*課題*. 下に示すIT導入補助金の文章から、「※IT導入補助金は、会社設立後の第一期では」で始まる段落を選び、要点を残したまま箇条書きに改めてください。

「補助金/助成金(IT導入補助金)」タスクのポイント
まずは、「補助金/助成金(IT導入補助金)」タスクの全体像をざっと理解したいです。
はい、分かりました。
「補助金/助成金(IT導入補助金)」タスクの全体的なポイントを、シンプルに以下の通りまとめましたので、理解しておきましょう。
※IT導入補助金は、会社設立後の第一期では申請ができません。第二期以降の資金負担軽減を見据えたタスクとなります。
What? (何を) | IT導入支援企業と連携した各種申請作業 |
When? (いつ) | 期限なし(※1) |
Who? (誰が) | 「各自で作業(自製)」 又は 「専門家(認定支援機関 等)へ委託(外注)」 |
How? (方法) | 自製のケース:「IT導入補助金公式サイト」などを参考に自製 外注のケース:「認定経営革新等支援機関検索システム」などを利用して専門家へ外注 |
How long? (期間) | 作業時間:1週間程 採択~入金までの期間:数ヶ月(最大半年程) |
How much? (費用) | 自製のケース:無料 外注のケース:数万円~数十万円 |
(※1)投資の必要性などを鑑みて、必要な時期に適宜実施。
「補助金/助成金(IT導入補助金)」タスク記事のまとめ
これから、「補助金/助成金(IT導入補助金)」タスクに関する手続きなどを説明します。
結論をまずは知りたい方のために、記事内容を簡潔にまとめます。
なお、IT導入補助金制度は随時更新がかかりますので、必要に応じて、最新の公募要領等の情報を確認ください。
よろしくお願いいたします。
- 事前理解
(1)IT導入補助金とは?
・中小企業・小規模事業者がITツール導入に活用できる補助金。
(2)類型ごとの制度概要
① 通常枠A類型
・補助額:5万円~150万円(※2023年度から下限を引き下げ)
・補助率:1/2以内
・補助対象:ソフトウェア費、クラウド利用料(1年分)、導入関連費
② 通常枠B類型
・補助額:150万円~450万円
・補助率:1/2以内
・補助対象:ソフトウェア費、クラウド利用料(1年分)、導入関連費
③ セキュリティ対策推進枠
・補助額:5万円~100万円
・補助率:1/2以内
・補助対象:サービス利用料(最大2年分)
④ デジタル化基盤導入類型枠
・補助額:350万円まで(※2023年度から下限を撤廃)
・補助率:3/4以内(50万円以下) 又は 2/3以内(50万円超~350万円)
・補助対象:ソフトウェア購入費(会計、受発注、決済、ECソフト)、クラウド利用料(最大2年分)、導入関連費
(3) スケジュール
・IT導入補助金申請から採択を経て実際に補助金が入金されるまで、数ヶ月程(最大半年程)。
(4) 採択率
・年度(申請回)によって変動があるものの、全類型平均の採択率は、2021年度は約59%、2022年度は約74%であった。
(5) IT導入補助金活用時の留意点
① 後払いの性質
・後払い制となっているため、補助金受給前に事業資金を全て用意する必要があることに留意が必要。

*データ抜粋*.
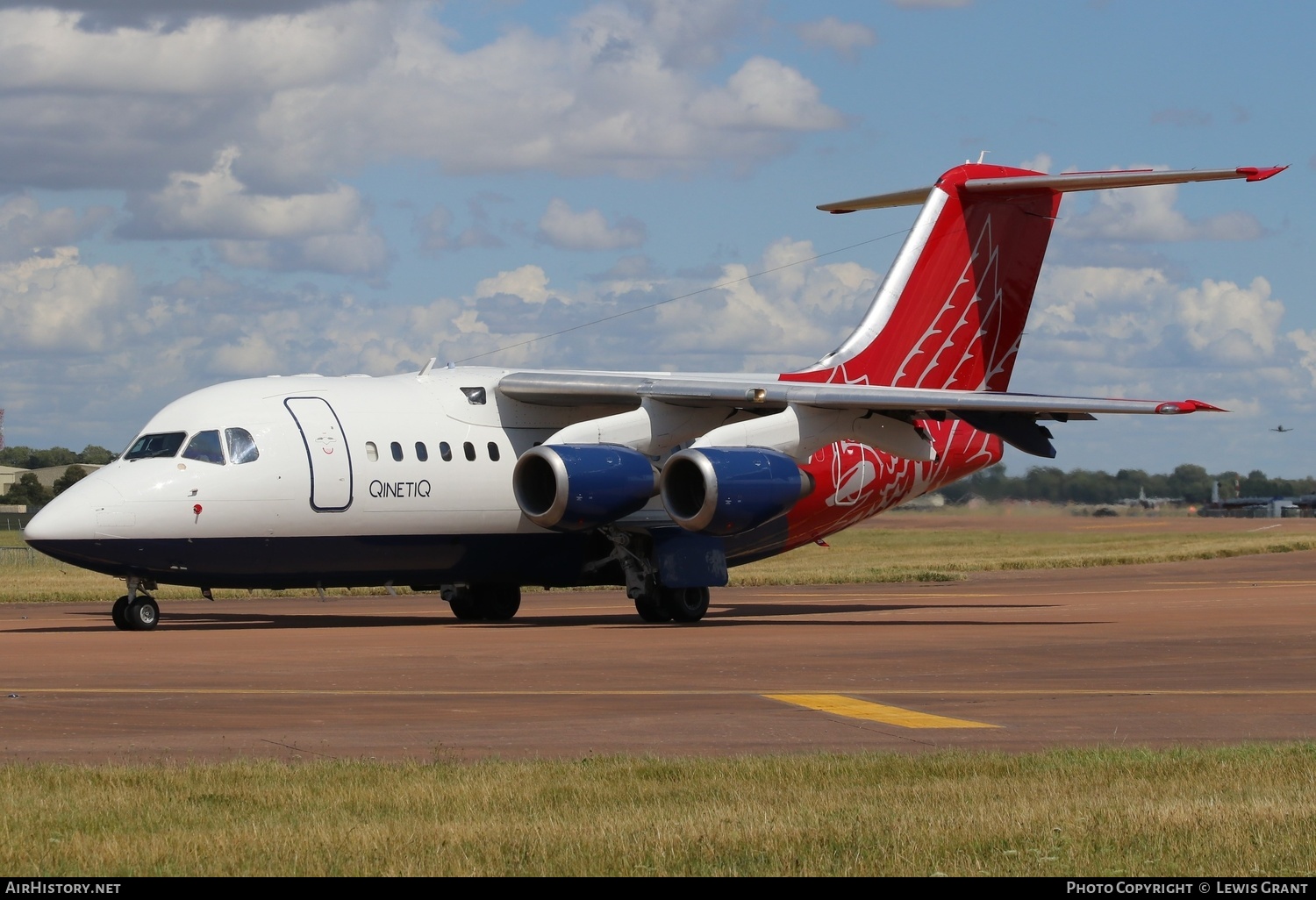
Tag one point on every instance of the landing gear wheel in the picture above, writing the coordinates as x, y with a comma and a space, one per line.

*出力*.
・会社設立後の第一期では申請できない。
・第二期以降の資金負担軽減を見据えたタスクである。